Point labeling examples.
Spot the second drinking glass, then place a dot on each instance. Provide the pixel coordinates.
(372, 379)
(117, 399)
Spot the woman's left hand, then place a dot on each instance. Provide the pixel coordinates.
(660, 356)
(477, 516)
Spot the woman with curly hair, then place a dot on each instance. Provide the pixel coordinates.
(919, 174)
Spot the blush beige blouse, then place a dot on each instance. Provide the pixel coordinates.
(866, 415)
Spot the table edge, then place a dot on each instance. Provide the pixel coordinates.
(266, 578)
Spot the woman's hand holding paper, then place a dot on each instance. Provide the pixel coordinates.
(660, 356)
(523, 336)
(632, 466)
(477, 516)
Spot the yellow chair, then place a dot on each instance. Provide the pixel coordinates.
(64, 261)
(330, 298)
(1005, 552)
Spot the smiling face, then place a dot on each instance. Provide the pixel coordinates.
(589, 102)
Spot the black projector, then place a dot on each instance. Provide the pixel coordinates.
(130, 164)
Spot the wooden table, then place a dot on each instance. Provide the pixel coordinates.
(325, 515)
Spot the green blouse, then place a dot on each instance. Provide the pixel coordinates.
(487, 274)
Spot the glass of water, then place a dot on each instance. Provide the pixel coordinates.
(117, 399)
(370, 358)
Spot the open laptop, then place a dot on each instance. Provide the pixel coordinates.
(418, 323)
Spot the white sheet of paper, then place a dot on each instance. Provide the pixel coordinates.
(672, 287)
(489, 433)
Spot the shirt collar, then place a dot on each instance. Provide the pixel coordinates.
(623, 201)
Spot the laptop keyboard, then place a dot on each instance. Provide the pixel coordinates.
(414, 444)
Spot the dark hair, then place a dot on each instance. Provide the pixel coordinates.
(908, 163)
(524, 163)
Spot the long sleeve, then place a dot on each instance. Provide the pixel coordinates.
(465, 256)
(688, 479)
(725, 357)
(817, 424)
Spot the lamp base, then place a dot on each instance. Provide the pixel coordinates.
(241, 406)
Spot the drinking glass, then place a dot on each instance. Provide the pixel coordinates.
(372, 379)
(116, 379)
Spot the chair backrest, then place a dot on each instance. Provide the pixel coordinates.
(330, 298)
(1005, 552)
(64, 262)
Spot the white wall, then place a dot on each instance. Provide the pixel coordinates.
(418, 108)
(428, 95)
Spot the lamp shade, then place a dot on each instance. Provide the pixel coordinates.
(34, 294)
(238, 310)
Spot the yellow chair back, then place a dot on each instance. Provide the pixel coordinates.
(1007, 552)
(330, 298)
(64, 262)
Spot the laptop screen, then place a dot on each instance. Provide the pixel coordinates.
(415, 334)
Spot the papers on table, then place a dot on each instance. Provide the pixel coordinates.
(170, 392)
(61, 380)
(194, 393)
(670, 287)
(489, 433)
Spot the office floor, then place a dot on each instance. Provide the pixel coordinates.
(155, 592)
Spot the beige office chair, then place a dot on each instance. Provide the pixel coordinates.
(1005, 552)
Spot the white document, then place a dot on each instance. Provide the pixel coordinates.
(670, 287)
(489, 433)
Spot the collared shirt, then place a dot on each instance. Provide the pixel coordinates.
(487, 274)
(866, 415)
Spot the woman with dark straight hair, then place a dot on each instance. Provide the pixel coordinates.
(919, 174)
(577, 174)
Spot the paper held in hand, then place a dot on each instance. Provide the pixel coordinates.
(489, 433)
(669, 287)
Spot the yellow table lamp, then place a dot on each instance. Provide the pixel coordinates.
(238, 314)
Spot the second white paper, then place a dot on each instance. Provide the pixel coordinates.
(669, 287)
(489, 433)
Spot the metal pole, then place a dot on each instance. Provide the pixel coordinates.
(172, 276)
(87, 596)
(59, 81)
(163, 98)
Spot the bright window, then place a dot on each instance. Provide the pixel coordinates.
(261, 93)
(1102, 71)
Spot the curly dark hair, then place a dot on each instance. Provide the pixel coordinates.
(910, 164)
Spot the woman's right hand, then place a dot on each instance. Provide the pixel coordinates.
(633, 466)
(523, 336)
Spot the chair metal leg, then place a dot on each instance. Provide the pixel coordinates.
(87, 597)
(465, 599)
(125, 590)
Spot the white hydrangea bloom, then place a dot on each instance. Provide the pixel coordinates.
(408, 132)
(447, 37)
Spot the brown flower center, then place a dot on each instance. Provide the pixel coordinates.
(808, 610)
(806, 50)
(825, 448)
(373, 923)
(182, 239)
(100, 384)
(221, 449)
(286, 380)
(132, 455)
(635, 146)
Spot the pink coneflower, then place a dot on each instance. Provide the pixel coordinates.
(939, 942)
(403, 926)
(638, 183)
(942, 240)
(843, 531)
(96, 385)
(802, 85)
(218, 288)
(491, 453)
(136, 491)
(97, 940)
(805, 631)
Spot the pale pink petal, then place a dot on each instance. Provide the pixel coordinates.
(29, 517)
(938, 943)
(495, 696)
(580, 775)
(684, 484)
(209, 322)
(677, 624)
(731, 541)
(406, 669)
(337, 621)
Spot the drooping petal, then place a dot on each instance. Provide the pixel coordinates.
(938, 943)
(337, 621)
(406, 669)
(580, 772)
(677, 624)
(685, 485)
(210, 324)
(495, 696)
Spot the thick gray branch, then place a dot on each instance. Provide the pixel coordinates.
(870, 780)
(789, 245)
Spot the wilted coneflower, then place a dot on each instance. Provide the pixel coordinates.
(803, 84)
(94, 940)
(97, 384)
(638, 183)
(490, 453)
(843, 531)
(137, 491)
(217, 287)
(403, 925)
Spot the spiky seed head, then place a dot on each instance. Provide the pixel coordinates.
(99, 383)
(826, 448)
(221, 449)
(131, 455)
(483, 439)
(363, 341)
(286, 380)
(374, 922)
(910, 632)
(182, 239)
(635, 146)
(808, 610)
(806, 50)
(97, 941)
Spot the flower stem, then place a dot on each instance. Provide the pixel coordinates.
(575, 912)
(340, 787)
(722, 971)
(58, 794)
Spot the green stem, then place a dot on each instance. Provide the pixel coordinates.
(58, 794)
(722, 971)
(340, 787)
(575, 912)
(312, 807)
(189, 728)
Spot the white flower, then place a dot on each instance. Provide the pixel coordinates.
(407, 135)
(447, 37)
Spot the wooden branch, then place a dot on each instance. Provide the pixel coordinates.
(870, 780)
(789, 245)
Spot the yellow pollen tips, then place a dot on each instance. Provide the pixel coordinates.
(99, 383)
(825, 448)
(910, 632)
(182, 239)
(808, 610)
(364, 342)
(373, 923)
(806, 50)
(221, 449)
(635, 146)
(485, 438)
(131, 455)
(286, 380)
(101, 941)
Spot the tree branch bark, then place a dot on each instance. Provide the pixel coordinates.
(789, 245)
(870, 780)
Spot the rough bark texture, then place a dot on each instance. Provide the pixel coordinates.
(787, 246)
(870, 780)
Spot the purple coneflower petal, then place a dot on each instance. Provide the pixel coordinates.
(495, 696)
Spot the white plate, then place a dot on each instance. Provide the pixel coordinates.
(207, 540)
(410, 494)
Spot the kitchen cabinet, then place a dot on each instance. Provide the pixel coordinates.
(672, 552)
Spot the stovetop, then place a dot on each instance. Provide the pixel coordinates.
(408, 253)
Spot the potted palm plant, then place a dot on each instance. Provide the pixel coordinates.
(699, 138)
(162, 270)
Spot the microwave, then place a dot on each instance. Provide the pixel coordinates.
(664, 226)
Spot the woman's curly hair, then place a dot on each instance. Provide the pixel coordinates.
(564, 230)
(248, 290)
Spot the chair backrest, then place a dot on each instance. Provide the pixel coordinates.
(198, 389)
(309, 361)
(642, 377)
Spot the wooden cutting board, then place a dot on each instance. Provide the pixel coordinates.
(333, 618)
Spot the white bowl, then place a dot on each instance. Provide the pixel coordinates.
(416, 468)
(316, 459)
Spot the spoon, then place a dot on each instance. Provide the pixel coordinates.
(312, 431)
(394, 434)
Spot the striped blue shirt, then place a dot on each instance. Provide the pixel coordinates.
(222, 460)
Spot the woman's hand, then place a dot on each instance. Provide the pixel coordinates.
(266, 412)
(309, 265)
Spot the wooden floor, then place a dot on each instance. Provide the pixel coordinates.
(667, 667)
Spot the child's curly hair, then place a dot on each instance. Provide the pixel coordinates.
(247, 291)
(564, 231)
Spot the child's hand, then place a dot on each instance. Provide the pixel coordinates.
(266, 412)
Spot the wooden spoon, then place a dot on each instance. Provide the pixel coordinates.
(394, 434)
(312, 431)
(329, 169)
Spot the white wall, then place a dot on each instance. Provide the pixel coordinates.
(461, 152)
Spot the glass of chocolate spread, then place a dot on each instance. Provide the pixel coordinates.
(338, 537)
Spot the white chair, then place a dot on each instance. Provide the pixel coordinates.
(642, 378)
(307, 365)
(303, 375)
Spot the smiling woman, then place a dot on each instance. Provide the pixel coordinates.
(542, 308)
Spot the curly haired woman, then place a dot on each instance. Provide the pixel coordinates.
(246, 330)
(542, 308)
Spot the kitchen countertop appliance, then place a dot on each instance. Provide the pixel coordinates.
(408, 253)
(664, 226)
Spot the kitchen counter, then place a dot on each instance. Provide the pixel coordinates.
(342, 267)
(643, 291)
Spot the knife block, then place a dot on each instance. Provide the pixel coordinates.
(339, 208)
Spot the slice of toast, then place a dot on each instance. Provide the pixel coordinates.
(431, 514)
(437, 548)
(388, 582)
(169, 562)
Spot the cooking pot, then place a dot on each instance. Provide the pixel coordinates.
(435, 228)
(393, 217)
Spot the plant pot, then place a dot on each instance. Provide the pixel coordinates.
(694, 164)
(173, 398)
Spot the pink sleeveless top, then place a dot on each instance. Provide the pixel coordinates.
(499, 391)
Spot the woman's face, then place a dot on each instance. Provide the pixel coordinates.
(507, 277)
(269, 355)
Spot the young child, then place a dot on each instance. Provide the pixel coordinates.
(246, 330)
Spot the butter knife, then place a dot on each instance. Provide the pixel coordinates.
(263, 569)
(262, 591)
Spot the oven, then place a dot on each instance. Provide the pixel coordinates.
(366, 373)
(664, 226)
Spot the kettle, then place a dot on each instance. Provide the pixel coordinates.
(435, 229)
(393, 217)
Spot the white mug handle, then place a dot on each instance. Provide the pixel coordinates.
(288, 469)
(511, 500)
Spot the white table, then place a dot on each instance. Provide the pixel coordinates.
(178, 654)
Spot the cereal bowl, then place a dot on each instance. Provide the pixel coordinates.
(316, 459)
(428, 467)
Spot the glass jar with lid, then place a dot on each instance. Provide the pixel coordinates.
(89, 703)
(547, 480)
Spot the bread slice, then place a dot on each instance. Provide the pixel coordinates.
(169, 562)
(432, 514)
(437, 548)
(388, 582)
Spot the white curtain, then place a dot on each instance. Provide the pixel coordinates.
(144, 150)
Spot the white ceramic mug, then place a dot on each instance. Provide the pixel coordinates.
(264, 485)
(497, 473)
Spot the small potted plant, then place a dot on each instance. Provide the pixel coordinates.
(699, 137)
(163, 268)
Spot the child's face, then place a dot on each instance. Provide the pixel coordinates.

WHAT YOU WILL DO. Print exactly the lines above, starting at the line that contains "Spot the oven, then" and ending with the last line of the records, both included.

TASK RESULT.
Spot the oven, then place a dot on each instance. Provide the pixel coordinates.
(366, 373)
(664, 226)
Spot the kettle, then place a dot on each instance. Provide the pixel coordinates.
(435, 229)
(393, 217)
Spot the white mug handle, then place a dot on each instance. Provide the pixel coordinates.
(288, 469)
(511, 500)
Spot the white table, then place a dot on each instance. Provide the pixel coordinates.
(178, 654)
Spot the cereal bowl, then place a dot on each instance. Provide the pixel coordinates.
(316, 459)
(428, 467)
Spot the glass jar with lid, then place a dot on each instance. Provide the pixel coordinates.
(89, 703)
(547, 480)
Spot the bread slice, then place a dot on each instance. Provide the pixel coordinates.
(169, 562)
(432, 514)
(437, 548)
(388, 582)
Spot the white curtain, then place a dot on each instance. Provide the pixel coordinates.
(144, 150)
Spot the white ceramic mug, then place a dot on each instance. Provide the pixel coordinates.
(264, 485)
(497, 473)
Spot the small potted plant, then place a dot on each instance. Provide the pixel coordinates.
(699, 137)
(163, 268)
Spot the child's face, then place a dot on each instance. Provide the pixel coordinates.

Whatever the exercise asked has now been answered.